_ACTIONS TO TAKE_
1. Answer these questions using the CalMac Community Fund article.
(a) What will Caraidean Uibhist use its award to hold?
(b) Which charity will use its funding for counselling and mindfulness coaching?
(c) What social return do communities get for every pound CalMac spends, according to recent research?
2. Reproduce word for word the stretch of the CalMac Community Fund article from "Half of the" through "west coast communities.".
3. Decide whether each statement agrees with the CalMac Community Fund article. Give yes or no and quote the words that settle it.
(a) The Leanne Fund supports people affected by Cystic Fibrosis across the Western Isles.
(b) Counselling Care Skye and Lochalsh received its grant for first aid training.
(c) The CalMac Community Fund previously supported 76 different projects.
##### READING PASSAGE #####
Groups and charities working to help people experiencing mental health issues, social isolation, loneliness or poverty have successfully applied to the CalMac Community Fund for awards between £500 and £2,000.
Caraidean Uibhist was one of the successful applicants. It was formed to tackle loneliness and social isolation and has service users and volunteers across Uist and will use the fund to hold virtual tea parties.
Jo Sinclair from Caraidean Uibhist said: ‘This funding benefits those within the community of Uist who are living with a diagnosed or presumed diagnosis of dementia, frailty, loneliness and are isolated.
‘The virtual tea parties bring folk together – It is accepted that social interaction has huge health benefits and increases an individual’s wellbeing, the cognitive stimulation for service users taking part in the tea parties results in the interaction being a very positive part of their day.’
Also successful with its grant application was the Leanne Fund in Stornoway, which supports those affected by Cystic Fibrosis across the Western Isles.
The charity will use the funding for counselling and mindfulness coaching to those struggling during lockdown.
Other groups receiving grants include: the Western Isles Community Care Forum for activities such as first aid training; Counselling Care Skye and Lochalsh for play therapy boxes for school pupils; Tong Recreation Association; and the Western Isles Cancer Care Initiative.
Last year the fund welcomed applications from non-profit organisations across the CalMac network to tackle mental health, social isolation, loneliness and or poverty. Groups could apply for an award between £500 and £2,000.
Half of the latest round of awards made will address social isolation, a third of awards will address mental health and the remaining awards will address social isolation, poverty, or a social issue relative to the respective community.
Recent research has forecasted that for every pound spent by CalMac, communities across the network benefit from a social return of £5.14.
Previously, the CalMac Community Fund supported 76 different projects that benefited the lives of children and young people living in west coast communities.
Gordon McKillop, CalMac corporate social responsibility manager, said: ‘The CalMac Community Fund is much more than corporate giving. The fund was created to make a difference for our communities and customers, and we are beginning to see its impact and value.
‘The last year has been turbulent for so many and the third sector has responded magnificently across our network.
‘There are still many challenges to come as we progress through the Covid-19 pandemic and I hope the awards we have made alleviate some of the social issues that arise consequently.’
##### EXERCISE DATA #####
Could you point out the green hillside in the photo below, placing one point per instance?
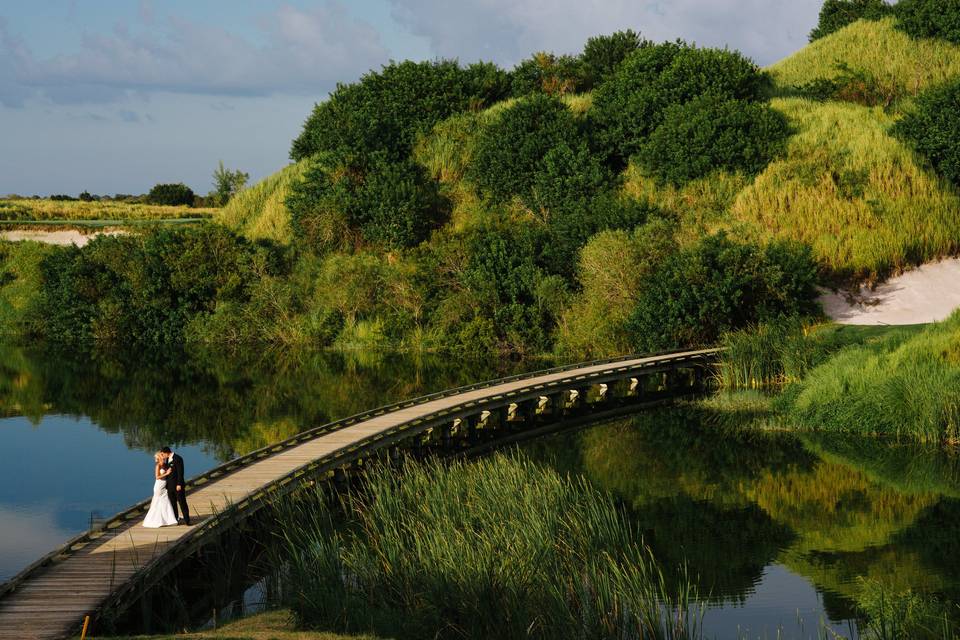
(900, 64)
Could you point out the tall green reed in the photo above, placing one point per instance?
(495, 548)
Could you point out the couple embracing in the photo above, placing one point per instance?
(169, 491)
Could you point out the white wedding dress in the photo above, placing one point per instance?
(161, 511)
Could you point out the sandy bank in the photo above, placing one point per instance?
(927, 294)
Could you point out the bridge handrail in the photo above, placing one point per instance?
(126, 515)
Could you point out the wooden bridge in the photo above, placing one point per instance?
(101, 571)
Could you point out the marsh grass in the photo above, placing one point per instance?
(495, 548)
(898, 62)
(900, 386)
(27, 210)
(858, 196)
(260, 212)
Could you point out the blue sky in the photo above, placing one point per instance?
(113, 96)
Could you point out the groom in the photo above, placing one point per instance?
(177, 486)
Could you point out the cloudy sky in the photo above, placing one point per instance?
(116, 95)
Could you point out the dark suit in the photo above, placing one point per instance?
(178, 498)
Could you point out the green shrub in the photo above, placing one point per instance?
(147, 290)
(930, 18)
(603, 54)
(510, 151)
(385, 110)
(933, 128)
(177, 194)
(630, 105)
(836, 14)
(711, 133)
(390, 202)
(545, 72)
(719, 285)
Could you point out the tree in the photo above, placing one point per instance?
(172, 194)
(226, 184)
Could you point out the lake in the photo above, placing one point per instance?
(779, 531)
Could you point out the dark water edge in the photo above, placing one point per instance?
(780, 532)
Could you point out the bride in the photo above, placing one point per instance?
(161, 511)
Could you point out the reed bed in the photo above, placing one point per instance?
(496, 548)
(878, 48)
(856, 195)
(27, 210)
(260, 212)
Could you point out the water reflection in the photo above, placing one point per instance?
(753, 512)
(78, 430)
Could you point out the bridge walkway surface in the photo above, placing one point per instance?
(50, 598)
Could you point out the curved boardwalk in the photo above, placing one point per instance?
(86, 576)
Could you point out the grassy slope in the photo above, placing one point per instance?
(857, 195)
(78, 210)
(260, 212)
(879, 49)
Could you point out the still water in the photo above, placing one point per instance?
(779, 530)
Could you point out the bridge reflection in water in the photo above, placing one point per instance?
(103, 571)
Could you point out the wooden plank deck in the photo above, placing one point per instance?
(52, 602)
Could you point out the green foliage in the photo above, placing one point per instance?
(603, 54)
(498, 548)
(226, 184)
(386, 110)
(547, 73)
(901, 386)
(177, 194)
(933, 129)
(930, 18)
(146, 290)
(509, 152)
(631, 104)
(836, 14)
(718, 285)
(710, 133)
(390, 202)
(260, 212)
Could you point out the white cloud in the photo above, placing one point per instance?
(305, 52)
(506, 31)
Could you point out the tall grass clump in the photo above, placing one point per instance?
(877, 48)
(496, 548)
(854, 193)
(260, 212)
(907, 388)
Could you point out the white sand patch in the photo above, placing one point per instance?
#####
_PER-TASK OUTPUTS_
1.
(a) Virtual tea parties.
(b) The Leanne Fund in Stornoway.
(c) £5.14.

2.
Half of the latest round of awards made will address social isolation, a third of awards will address mental health and the remaining awards will address social isolation, poverty, or a social issue relative to the respective community.
Recent research has forecasted that for every pound spent by CalMac, communities across the network benefit from a social return of £5.14.
Previously, the CalMac Community Fund supported 76 different projects that benefited the lives of children and young people living in west coast communities.

3.
(a) Yes: "supports those affected by Cystic Fibrosis across the Western Isles"
(b) No: "Counselling Care Skye and Lochalsh for play therapy boxes for school pupils"
(c) Yes: "the CalMac Community Fund supported 76 different projects"